Mixed mountain forest.
At Vf. Neagra.
Soon I arrived at Vf. Neagra (1138 m). Here was a meadow on south-east
part which offered view on surrounding hills and valleys.
I emerged back in woods, that time it was thick
coniferous grove through which I continued all the way to Vf. Văratec (1363 m).
Serpentines also continued and I recall a feeling of being well. I thought to
myself: “How great I feel. It must be because of my regular runs I do twice or
three times per week.” Since the January I completed a total running distance
of 800 km (in July 2014). That sensation of feeling high, caused by a strong
dose of endorphin created by my own body due to physical effort, contrasted
with my experience of the very next day, when I arrived in a state of total
exhaustion.
Vf. Văratec is a hillock when compared with Ocolașul
Mare (1907 m), which towers right above it. On its top is a meadow and its name
reminds that in summer time people spent their time with domestic animals here
(in Romanian language summer is called vară; and văratic literally means: of summer time). It simply gives us a clue
that people spent summer time here.
Once I got to the vicinity of the summit I left the
trail and climbed directly on the top. There I put down my rucksack and looked
around for a while. I was only 20 metres away from my luggage (also from my
camera) when I spotted two grey moving objects in tall grass. They went across
the meadow from the right to the left. I was exhilarated by this sighting. Were
these animals wolves? In the middle of
the meadow they jumped out of grass in order to see better their surroundings
and run away. I recognized grey colour and long tails. It must have been
wolves! I had no chance to make a photograph. I returned to my rucksack, took
my camera and made a single frame, which shows the spot, where I saw the two
shy carnivores.
Here I saw two wolves, an adult and a youngster.
I hanged around at the spot a bit, hoping for the
animals to reappear. In the end they never appeared again. I returned to my
backpack and pitched my tent right atop the peak. The water I carried all the
way from the valley still tasted well, even though later I opened a can of
Silva beer, which also tasted well.
In the night I tried to do some night photography, but
without much success.
Evening in the mountains.
Ceahlau skyline at night, 30 sec exposure.
Ceahlau skyline at night, 99 images stacked together to make startrails image.
Ceahlau skyline at first light.

Short problem 1 - Echo the hike account from "Here I saw two" up to and including "without much success.".
Short problem 2 - In the hike account, what did the writer open after pitching the tent on the peak?
Short problem 3 - Pick up the hike account where it stops and continue it.

Listing -

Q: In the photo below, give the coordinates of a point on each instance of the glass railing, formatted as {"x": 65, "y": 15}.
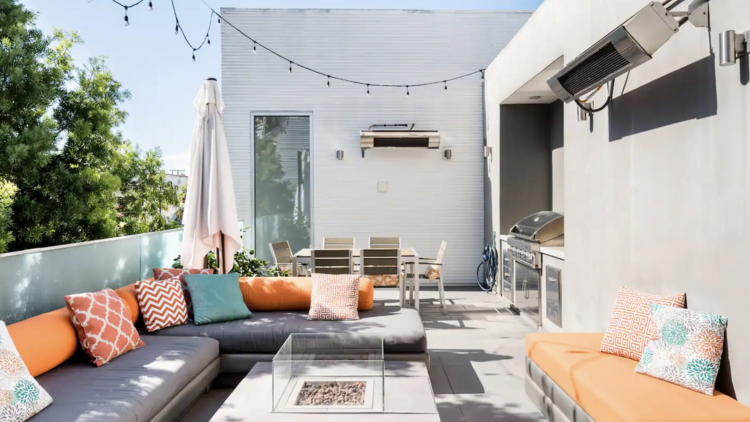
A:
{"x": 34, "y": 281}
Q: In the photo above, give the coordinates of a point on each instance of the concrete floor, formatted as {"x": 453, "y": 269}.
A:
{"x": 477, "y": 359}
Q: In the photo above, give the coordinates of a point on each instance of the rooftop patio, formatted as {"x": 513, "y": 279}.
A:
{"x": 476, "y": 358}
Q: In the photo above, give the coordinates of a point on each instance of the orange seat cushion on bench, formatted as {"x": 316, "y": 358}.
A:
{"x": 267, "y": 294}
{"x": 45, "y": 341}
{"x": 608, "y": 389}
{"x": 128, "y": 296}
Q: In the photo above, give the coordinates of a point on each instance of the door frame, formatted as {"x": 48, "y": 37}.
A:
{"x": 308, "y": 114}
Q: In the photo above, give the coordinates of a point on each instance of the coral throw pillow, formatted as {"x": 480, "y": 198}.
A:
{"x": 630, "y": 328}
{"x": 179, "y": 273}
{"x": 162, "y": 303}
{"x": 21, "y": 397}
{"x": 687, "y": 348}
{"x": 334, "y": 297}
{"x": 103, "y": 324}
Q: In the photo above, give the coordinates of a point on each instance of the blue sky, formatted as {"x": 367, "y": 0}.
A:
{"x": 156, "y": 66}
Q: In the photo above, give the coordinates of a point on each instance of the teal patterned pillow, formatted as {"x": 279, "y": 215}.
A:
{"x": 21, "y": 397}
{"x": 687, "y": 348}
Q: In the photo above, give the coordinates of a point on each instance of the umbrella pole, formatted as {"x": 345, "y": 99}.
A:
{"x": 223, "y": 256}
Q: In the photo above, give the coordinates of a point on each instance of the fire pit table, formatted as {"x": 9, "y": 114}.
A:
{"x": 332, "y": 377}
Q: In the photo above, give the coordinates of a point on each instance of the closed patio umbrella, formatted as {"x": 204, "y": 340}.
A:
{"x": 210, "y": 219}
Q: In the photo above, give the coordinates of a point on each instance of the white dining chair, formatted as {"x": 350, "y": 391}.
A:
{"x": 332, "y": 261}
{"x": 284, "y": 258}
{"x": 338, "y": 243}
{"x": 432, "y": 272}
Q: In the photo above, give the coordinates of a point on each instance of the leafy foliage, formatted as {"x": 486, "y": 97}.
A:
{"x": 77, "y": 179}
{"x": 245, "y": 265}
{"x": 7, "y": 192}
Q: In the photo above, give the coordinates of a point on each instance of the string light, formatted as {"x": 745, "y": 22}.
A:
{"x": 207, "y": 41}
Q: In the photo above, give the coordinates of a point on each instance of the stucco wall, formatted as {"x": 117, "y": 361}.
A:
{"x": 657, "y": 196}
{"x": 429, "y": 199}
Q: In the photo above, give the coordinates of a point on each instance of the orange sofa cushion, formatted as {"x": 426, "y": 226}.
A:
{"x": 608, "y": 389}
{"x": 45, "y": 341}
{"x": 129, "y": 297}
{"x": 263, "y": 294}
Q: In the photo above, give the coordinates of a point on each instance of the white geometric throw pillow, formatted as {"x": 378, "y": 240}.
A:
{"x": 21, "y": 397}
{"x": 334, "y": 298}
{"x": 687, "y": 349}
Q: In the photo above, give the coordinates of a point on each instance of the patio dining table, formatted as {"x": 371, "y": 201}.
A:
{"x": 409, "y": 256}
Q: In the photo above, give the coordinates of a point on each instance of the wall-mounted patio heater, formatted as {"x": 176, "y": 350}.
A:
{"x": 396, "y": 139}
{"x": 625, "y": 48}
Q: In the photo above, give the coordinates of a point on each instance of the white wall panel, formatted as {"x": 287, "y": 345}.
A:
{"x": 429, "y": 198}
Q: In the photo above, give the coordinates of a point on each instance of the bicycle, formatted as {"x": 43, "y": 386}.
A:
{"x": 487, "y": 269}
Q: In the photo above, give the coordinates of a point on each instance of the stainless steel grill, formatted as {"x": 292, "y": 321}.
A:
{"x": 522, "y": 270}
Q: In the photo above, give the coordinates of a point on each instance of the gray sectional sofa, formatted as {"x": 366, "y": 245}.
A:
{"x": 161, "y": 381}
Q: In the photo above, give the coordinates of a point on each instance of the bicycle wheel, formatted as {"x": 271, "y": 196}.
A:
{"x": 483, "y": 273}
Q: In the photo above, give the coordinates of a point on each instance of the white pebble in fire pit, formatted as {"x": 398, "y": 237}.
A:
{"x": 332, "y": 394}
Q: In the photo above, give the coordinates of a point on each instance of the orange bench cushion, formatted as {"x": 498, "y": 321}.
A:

Task answer 1 -
Here I saw two wolves, an adult and a youngster.
I hanged around at the spot a bit, hoping for the
animals to reappear. In the end they never appeared again. I returned to my
backpack and pitched my tent right atop the peak. The water I carried all the
way from the valley still tasted well, even though later I opened a can of
Silva beer, which also tasted well.
In the night I tried to do some night photography, but
without much success.

Task answer 2 - A can of Silva beer.

Task answer 3 -
In the morning I still was feeling quite well. I
started my day by taking early morning pictures. The light was rather flat and
no interesting colours appeared on landscape features named Turnul Lui Butu. Skies
were pale, and missed the drama of coloured clouds. This situation only
confirmed the common wisdom that so called “good weather” means “bad weather”
for a landscape photographer.
My tent in Ceahlau.
Ceahlau rock wall at sunrise.
Saddle Varatec seen from Varatec Peak.
Poiana stanilor.
Poiana Stanilor.
Turnul Lui Butu.
Ana rock.
From the place I had been to, it was only a short way
to go to the intersection of tourist routes at Poiana Maicilor. I arrived there
in about 20 minutes after I left my camp place. The guidebook says there is a
water source nearby, because once there was a sheepfold. I saw no water there,
and after taking some photos
Panorama of Ceahlau seen from Poiana Maicilor.
I started to climb towards the high plateau
between peaks Ocolașu Mic and Ocolașu Mare.
Attention, bears!
The ascending trail led me through coniferous forest.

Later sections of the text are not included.